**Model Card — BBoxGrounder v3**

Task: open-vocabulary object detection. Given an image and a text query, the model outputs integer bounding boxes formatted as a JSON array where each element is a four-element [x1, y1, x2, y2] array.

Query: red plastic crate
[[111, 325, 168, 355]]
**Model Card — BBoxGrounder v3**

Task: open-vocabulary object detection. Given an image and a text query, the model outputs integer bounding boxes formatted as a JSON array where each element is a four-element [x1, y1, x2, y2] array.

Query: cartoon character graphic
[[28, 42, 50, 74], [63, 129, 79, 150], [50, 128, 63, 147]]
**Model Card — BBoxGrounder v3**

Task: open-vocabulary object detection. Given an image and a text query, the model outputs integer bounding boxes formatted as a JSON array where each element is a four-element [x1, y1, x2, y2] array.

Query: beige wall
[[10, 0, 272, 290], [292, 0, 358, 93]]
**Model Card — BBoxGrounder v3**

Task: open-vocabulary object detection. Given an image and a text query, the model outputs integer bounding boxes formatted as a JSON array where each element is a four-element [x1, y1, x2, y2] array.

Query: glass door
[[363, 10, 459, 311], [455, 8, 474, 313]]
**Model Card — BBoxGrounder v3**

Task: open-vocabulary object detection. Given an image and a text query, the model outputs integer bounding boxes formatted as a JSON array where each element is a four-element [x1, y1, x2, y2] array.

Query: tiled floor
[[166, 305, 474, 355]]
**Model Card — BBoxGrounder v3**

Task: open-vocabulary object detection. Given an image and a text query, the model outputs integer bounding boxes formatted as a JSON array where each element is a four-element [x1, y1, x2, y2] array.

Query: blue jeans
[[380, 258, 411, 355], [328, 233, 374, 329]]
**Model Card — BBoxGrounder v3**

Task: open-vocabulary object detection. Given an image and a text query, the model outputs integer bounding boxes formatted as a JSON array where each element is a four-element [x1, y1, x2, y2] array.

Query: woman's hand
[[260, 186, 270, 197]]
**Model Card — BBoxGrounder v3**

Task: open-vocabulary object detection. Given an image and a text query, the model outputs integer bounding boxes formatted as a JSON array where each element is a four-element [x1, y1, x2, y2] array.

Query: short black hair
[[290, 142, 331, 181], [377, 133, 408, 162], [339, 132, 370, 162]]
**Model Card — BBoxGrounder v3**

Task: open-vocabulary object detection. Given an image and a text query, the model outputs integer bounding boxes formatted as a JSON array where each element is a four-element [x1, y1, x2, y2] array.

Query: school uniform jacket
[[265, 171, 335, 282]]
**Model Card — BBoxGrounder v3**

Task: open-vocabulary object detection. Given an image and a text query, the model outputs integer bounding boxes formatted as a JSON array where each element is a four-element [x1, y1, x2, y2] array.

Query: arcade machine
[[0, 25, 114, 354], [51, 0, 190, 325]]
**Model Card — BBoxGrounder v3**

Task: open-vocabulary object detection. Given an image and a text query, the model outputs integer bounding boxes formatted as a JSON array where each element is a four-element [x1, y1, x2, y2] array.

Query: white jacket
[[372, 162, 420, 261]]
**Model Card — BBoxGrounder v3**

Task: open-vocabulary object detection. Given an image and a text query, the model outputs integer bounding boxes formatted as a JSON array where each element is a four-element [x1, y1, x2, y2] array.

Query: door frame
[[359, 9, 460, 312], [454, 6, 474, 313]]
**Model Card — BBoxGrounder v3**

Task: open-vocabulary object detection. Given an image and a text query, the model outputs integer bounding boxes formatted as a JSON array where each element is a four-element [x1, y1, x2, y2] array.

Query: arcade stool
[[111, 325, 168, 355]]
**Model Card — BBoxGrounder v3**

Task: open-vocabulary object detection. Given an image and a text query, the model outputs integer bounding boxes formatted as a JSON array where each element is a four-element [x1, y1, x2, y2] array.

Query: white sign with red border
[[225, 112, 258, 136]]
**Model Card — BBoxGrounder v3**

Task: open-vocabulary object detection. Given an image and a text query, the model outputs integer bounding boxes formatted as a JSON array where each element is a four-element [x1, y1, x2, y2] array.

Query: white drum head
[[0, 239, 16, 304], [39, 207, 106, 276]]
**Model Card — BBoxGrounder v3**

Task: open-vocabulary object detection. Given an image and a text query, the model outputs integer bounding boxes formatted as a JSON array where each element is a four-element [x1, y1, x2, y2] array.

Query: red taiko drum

■ Written task ■
Rewrite all of the data above, changing every "BBoxGrounder v3" to "BBoxGrounder v4" and leaving everything else the same.

■ Answer to this exercise ■
**Model Card — BBoxGrounder v4**

Task: open-vocabulary object detection. Given an image and a text query, the model outputs integer bounding boxes formatted as a JSON array where each element is a four-element [x1, y1, x2, y2] array.

Query: red plastic crate
[[111, 325, 168, 355]]
**Model Card — BBoxGrounder v4**

Task: open-vocabulary object detection. Given an image and a text query, the model outputs integer bounding boxes formatted as a JSON array where each element is a four-element [x1, y1, x2, y2] array.

Query: cartoon character graphic
[[28, 42, 50, 74], [63, 129, 79, 150], [50, 128, 63, 147]]
**Model Card — BBoxGrounder v4**

Task: open-vocabulary object detection. Given an image and a text query, the model outputs integer bounding boxes formatted as a JSON array where each element is a four-element [x1, y1, x2, y2] array.

Query: beige wall
[[10, 0, 272, 290], [292, 0, 358, 93]]
**Model Card — BBoxGrounder v4**

Task: open-vocabulary object detection. Given an image and a text query, the model outputs integer bounding boxes formatted as a JSON array where each element is a four-element [x1, y1, x2, y2] array.

Query: glass door
[[363, 10, 459, 311], [455, 8, 474, 313]]
**Model Card — BBoxGrounder v4**

Task: open-vocabulary object detection. Given an image and a text query, the model outputs integer bounding boxes formatted as a JSON array where each element is a four-element [x1, y1, x2, y2] array.

Query: tiled floor
[[166, 305, 474, 355]]
**Model Card — BBoxGrounder v4**

Task: open-vocabulary object detection. Given an image and a text query, the model outputs integer bounding boxes formatted as a JSON array where each element is a four-element [x1, y1, x2, y2] array.

Query: blue jeans
[[380, 258, 411, 355], [328, 233, 374, 329]]
**Model Card — BBoxGrounder v4**

Task: open-vocabulary object detection. Given an image and a text query, the model outputs integer bounding boxes formatted as a JSON array where each element is a four-element [x1, y1, x2, y2] array.

Query: woman's hand
[[260, 186, 270, 197]]
**Model Card — BBoxGrounder v4**

Task: open-vocabulary object detection. Given an image and a text query, the model outputs integer bounding boxes formatted as a JSON array where each element is a four-element [x1, y1, x2, y2] array.

Query: short black hair
[[290, 142, 331, 181], [377, 133, 408, 162], [339, 132, 370, 162]]
**Model Card — BBoxGrounder v4**

Task: open-vocabulary object detection. Given an image and a text query, the model outputs integer bounding boxes formatted as a JSON array where each element is a four-element [x1, y1, x2, y2] array.

Query: school uniform jacket
[[265, 171, 335, 282]]
**Model Card — BBoxGrounder v4**

Task: open-vocabulary object detection. Given an image and a text query, the model outputs integer bounding boxes formatted as a JSON array where each element is a four-element [x1, y1, x2, y2] array.

Query: arcade machine
[[0, 25, 114, 354], [51, 0, 190, 325]]
**Model Card — BBoxGrounder v4**

Task: open-vocabulary object detection. Given an image and a text query, the model outputs integer bounding boxes formatted as a JSON array where each element is a four-element [x1, y1, x2, y2] array.

Query: white jacket
[[372, 162, 420, 261]]
**Model Card — BBoxGrounder v4**

Task: open-vocabulary object detection. Given an image and a text query, the model outputs integer bounding boxes formatted as a JSON array where each element is a four-element [x1, y1, x2, y2] array.

Query: door frame
[[359, 9, 460, 312], [454, 6, 474, 313]]
**Model Card — BBoxGrounder v4**

Task: open-vocabulary object detection. Given an image and a text query, the model outputs integer bounding boxes formatted as a JSON array where each element is a four-element [x1, y1, x2, y2] array.

Query: arcade stool
[[111, 325, 168, 355]]
**Model Card — BBoxGrounder v4**

Task: open-vocabulary object detection. Given an image and a text query, the model outputs integer bounding boxes formatted as a JSON array where each element is a four-element [x1, y1, x2, y2] array.

Query: white sign with red border
[[225, 112, 258, 136]]
**Model Card — BBoxGrounder v4**

Task: open-vocabulary object detection. Given an image and a text query, the model outputs integer bounding boxes formatted as a JSON array where each element is a four-element [x1, y1, x2, y2] array.

Query: white drum head
[[0, 239, 16, 304], [39, 207, 106, 276]]
**Model Card — BBoxGrounder v4**

Task: open-vocabulary object detection. Given an image and a text query, the model outputs integer bounding boxes formatted as a JSON array where each element is a four-element [x1, y1, x2, y2] array.

Query: red taiko drum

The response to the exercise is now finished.